# Assignment
Return all of the lines below exactly as they are.

# Information

-------------------------

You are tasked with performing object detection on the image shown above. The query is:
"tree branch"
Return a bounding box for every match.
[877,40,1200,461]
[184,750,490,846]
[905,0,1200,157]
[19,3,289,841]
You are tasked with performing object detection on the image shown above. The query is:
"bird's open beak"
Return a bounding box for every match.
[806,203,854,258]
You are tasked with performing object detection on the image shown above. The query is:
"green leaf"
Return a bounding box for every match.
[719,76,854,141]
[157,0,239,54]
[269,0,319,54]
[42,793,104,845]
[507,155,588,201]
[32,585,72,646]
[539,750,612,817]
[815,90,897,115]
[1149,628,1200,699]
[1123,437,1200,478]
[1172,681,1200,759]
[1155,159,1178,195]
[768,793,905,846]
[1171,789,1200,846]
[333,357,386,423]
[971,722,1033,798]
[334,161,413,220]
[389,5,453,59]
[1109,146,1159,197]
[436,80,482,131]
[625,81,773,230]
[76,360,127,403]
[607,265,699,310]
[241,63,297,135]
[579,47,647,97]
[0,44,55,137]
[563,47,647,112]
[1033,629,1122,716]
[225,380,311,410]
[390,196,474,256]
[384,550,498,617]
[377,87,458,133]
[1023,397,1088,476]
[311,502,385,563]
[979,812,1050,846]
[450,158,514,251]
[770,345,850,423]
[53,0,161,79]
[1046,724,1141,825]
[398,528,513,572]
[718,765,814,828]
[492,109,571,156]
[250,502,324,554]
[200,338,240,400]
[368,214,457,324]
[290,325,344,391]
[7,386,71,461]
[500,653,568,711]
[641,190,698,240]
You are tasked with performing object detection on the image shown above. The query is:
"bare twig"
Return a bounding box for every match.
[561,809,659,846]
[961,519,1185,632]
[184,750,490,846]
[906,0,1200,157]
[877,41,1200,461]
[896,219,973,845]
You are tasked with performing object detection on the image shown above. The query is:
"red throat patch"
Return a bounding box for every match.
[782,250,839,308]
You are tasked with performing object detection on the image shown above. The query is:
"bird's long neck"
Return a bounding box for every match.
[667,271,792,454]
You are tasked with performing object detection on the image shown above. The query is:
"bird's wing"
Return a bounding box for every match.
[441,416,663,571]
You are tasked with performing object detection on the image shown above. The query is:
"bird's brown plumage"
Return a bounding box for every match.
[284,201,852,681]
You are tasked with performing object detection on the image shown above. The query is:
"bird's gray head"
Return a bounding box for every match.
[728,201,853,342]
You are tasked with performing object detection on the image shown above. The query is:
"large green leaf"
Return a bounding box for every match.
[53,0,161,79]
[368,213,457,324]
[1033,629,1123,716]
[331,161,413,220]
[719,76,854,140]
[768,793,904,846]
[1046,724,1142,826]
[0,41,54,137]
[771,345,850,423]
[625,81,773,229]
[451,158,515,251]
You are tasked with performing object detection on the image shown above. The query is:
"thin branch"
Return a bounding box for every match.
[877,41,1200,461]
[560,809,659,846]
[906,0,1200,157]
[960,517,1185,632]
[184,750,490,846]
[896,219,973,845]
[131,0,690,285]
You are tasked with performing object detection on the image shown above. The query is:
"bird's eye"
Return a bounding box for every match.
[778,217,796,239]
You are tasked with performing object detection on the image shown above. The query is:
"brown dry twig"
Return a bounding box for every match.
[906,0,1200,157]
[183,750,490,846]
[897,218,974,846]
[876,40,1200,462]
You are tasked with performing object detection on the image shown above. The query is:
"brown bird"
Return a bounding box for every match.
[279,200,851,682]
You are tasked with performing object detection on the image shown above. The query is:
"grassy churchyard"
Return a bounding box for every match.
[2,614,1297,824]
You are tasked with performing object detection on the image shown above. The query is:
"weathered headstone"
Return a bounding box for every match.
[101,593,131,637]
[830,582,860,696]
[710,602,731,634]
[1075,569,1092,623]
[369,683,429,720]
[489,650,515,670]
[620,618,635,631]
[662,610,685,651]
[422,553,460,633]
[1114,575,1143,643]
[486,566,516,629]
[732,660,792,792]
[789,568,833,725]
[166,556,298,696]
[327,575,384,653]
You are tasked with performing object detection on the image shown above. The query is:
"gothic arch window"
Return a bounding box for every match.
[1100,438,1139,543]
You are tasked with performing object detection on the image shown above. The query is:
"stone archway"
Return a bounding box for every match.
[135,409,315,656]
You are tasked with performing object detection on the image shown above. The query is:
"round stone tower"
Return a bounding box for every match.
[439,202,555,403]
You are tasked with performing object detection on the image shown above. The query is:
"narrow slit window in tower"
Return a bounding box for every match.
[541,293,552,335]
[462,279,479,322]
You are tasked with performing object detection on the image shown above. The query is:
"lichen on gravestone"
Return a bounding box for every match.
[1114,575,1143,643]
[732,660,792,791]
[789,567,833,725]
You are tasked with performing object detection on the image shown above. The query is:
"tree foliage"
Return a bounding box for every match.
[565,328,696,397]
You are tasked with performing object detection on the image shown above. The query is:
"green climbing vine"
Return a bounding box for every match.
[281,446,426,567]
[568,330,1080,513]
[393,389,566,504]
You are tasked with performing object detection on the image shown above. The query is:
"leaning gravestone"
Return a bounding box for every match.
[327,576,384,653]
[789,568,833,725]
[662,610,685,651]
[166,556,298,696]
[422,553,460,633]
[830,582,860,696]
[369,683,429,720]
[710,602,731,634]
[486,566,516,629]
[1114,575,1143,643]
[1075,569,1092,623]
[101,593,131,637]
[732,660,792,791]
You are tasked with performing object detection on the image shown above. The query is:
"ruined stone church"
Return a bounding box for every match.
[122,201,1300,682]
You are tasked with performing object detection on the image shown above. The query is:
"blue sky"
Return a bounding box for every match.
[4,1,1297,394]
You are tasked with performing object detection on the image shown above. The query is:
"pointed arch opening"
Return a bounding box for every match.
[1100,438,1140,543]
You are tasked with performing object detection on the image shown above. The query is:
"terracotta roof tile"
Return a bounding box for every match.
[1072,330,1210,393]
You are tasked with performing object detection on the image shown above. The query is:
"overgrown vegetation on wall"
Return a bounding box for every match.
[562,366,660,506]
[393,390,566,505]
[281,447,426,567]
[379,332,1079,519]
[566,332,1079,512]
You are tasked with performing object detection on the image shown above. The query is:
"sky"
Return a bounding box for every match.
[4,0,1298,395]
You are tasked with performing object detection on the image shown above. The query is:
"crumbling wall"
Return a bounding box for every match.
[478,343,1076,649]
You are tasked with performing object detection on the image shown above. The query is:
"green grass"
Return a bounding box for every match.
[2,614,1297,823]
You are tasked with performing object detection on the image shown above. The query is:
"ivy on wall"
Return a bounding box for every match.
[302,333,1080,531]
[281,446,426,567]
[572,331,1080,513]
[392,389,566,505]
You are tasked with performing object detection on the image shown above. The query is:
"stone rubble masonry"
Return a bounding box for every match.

-------------------------

# Finished exercise
You are tasked with performing object detection on the image shown above. The query is:
"tree branch"
Return a bounding box for every match.
[877,40,1200,461]
[184,750,490,846]
[905,0,1200,157]
[19,3,289,841]
You are tasked with performing object detection on the image shown above. The query is:
"bird's open beak"
Return a bounding box for every match.
[806,203,854,258]
You are tasked with performing object detection on the image shown above. The query is:
"green leaf"
Return a bounding box for every match.
[719,76,854,141]
[157,0,239,54]
[269,0,319,54]
[42,793,104,845]
[507,155,588,201]
[32,585,72,646]
[539,750,612,817]
[815,90,897,115]
[1149,628,1200,699]
[1123,437,1200,478]
[1172,681,1200,759]
[1155,159,1178,195]
[768,793,905,846]
[1171,789,1200,846]
[333,357,386,423]
[971,722,1033,798]
[334,161,413,220]
[389,5,453,59]
[1109,146,1159,197]
[436,80,482,131]
[625,81,773,230]
[76,360,127,403]
[607,265,699,310]
[241,63,297,135]
[579,47,647,97]
[0,44,55,137]
[563,47,647,112]
[1033,629,1122,716]
[225,380,311,410]
[390,196,474,256]
[384,550,498,617]
[377,87,458,133]
[1023,397,1088,476]
[311,502,385,563]
[979,812,1050,846]
[450,158,514,251]
[770,345,850,423]
[53,0,161,79]
[1046,724,1141,825]
[398,528,513,572]
[718,765,814,828]
[492,109,571,156]
[250,502,324,554]
[200,338,240,400]
[368,214,457,324]
[290,325,344,391]
[7,386,71,461]
[500,653,568,711]
[641,190,698,240]
You are tasked with performing object detection on the image shown above. The query is:
"bare twig"
Return a bounding box for every match.
[561,809,659,846]
[961,519,1185,632]
[184,750,490,846]
[906,0,1200,157]
[877,41,1200,461]
[896,219,973,845]
You are tasked with performing object detection on the image shown above. The query is:
"red throat patch"
Return a bounding box for every match.
[782,250,839,308]
You are tasked with performing object detection on the image shown above. The query is:
"bird's long neck"
Return a bounding box for every match.
[667,271,792,454]
You are tasked with performing object detection on the image shown above. The query is:
"bird's wing"
Return a bounding box for every match.
[441,416,663,571]
You are tasked with performing object detection on the image shown above. The query is:
"bird's brown plumage"
Return a bounding box for every match.
[284,201,852,681]
You are tasked with performing object detection on the image shown above. The query is:
"bird's gray head"
Return a bounding box for every match.
[728,201,853,342]
You are tasked with performing object detection on the image shown above. The query is:
"large green leaf"
Return a bounding box for every match.
[53,0,161,79]
[368,213,457,324]
[1033,629,1123,716]
[331,161,413,220]
[719,76,854,140]
[768,793,904,846]
[1046,724,1142,826]
[0,41,54,137]
[771,345,850,423]
[625,81,773,229]
[451,158,515,251]
You are tasked with performing object detection on the image shown above. The query is:
"thin branch"
Return a bounding box for every match.
[877,41,1200,461]
[560,809,659,846]
[906,0,1200,157]
[960,517,1185,632]
[184,750,490,846]
[896,219,973,845]
[131,0,690,285]
You are tasked with performing object detection on the image shown above. The query is:
"bird's eye"
Return a bounding box for every match.
[778,217,796,239]
You are tasked with performing object detection on the image shown above. The query is:
"brown dry twig"
Return a bounding box for every match.
[906,0,1200,157]
[183,750,490,846]
[897,218,974,846]
[876,40,1200,462]
You are tasked with performing object detection on the image shown above. The query is:
"brown bird"
Return a bounding box for every match.
[279,200,851,682]
You are tasked with performing object detection on the image shown above. The query is:
"grassy churchyard"
Return a bounding box for every match.
[2,614,1297,824]
You are tasked with performing object detection on the image shown above. The query is:
"weathered headstone"
Return a bounding box for every match.
[101,593,131,637]
[830,582,860,696]
[710,602,731,634]
[1075,569,1092,623]
[369,683,429,720]
[489,650,515,670]
[620,618,635,631]
[662,610,685,651]
[422,553,460,633]
[1114,575,1143,643]
[486,566,516,629]
[732,660,792,792]
[789,568,833,725]
[166,556,298,696]
[327,575,384,653]
You are tasked with performing object detection on the image shown above. The query is:
"gothic arch window"
Return a bounding box for every match.
[1100,438,1139,543]
You are tasked with performing object detection on the image shown above. The query is:
"stone archway"
Return a bounding box for every match.
[135,409,315,656]
You are tasked with performing object detection on the image shown above. The query is:
"round stone tower"
Return a bounding box for every match.
[439,202,555,403]
You are tasked with performing object detection on the image shown above. The query is:
"narrow slit window in tower"
Return a bounding box for every match.
[541,293,552,335]
[462,279,479,322]
You are tasked with performing object detection on the image shown above. The query is:
"lichen on gravestone"
Return a bounding box for every match.
[1114,575,1143,643]
[732,660,792,791]
[789,567,833,725]
You are tasked with performing object detection on the image shown above. The query is:
"tree foliage"
Return a bounding box for every match.
[565,328,696,397]
You are tasked with performing object detection on the image shown above. The query is:
"green climbing vine"
Return a bounding box for every match.
[281,446,426,567]
[568,330,1080,513]
[393,389,566,504]
You are tasked with performing object detection on the image shown above. The query is:
"leaning gravestone"
Return a bounding box for every match.
[327,576,384,653]
[789,568,833,725]
[662,610,685,651]
[166,556,298,696]
[422,553,460,633]
[830,582,860,696]
[369,683,429,720]
[710,602,731,634]
[486,566,516,629]
[1114,575,1143,643]
[1075,569,1092,623]
[101,593,131,637]
[732,660,792,791]
You are tasked with performing object detection on the image shown above. The query is:
"ruined stone church"
Return a bounding box for every match.
[122,201,1300,682]
You are tasked with performing object detection on the image shown above. The query is:
"blue sky"
Return a bounding box for every match.
[4,1,1297,394]
You are tasked with performing object detection on the image shown above. The query is:
"pointed arch opening"
Return a bounding box for every match.
[1100,438,1140,543]
You are tasked with performing object detection on the image shown above. The query is:
"terracotta roof tile"
Return a bounding box for every match.
[1072,330,1210,393]
You are tasked with performing object detection on the image shown above. The query is:
"overgrown vegetation on wall"
Return a bounding box for every match.
[562,366,660,506]
[393,390,566,505]
[281,447,426,567]
[379,332,1079,519]
[566,332,1079,512]
You are tasked with performing object detection on the image shown above. The query is:
"sky"
Return a bounding box for every match.
[4,0,1298,395]
You are tasked with performing object detection on the image shown above. The query is:
"crumbling wall"
Return a bounding box for every match.
[478,343,1076,649]
You are tasked with performing object detection on the image shown above. The query is:
"green grass"
Return a bounding box for every match.
[2,614,1297,823]
You are tasked with performing object detection on the image shown above. The query is:
"ivy on wall"
Return a bounding box for every match.
[302,333,1080,531]
[281,446,426,567]
[572,331,1080,513]
[392,389,566,505]
You are tasked with performing object detection on the image shown above. The query is:
"stone rubble masonry"
Return a bounding box for every match.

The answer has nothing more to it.